| Directive |
Render every line of the listing below as a Markdown table with two columns, Row and Line. Give each line its own row number and leave out blank lines.

───── Material to process

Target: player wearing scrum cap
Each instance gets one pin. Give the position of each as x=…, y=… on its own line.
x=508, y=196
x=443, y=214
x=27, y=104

──────────

| Problem solution |
| Row | Line |
|---|---|
| 1 | Target: player wearing scrum cap |
| 2 | Each instance gets one pin. Give the position of each as x=…, y=… on its own line. |
| 3 | x=508, y=196 |
| 4 | x=443, y=214 |
| 5 | x=27, y=104 |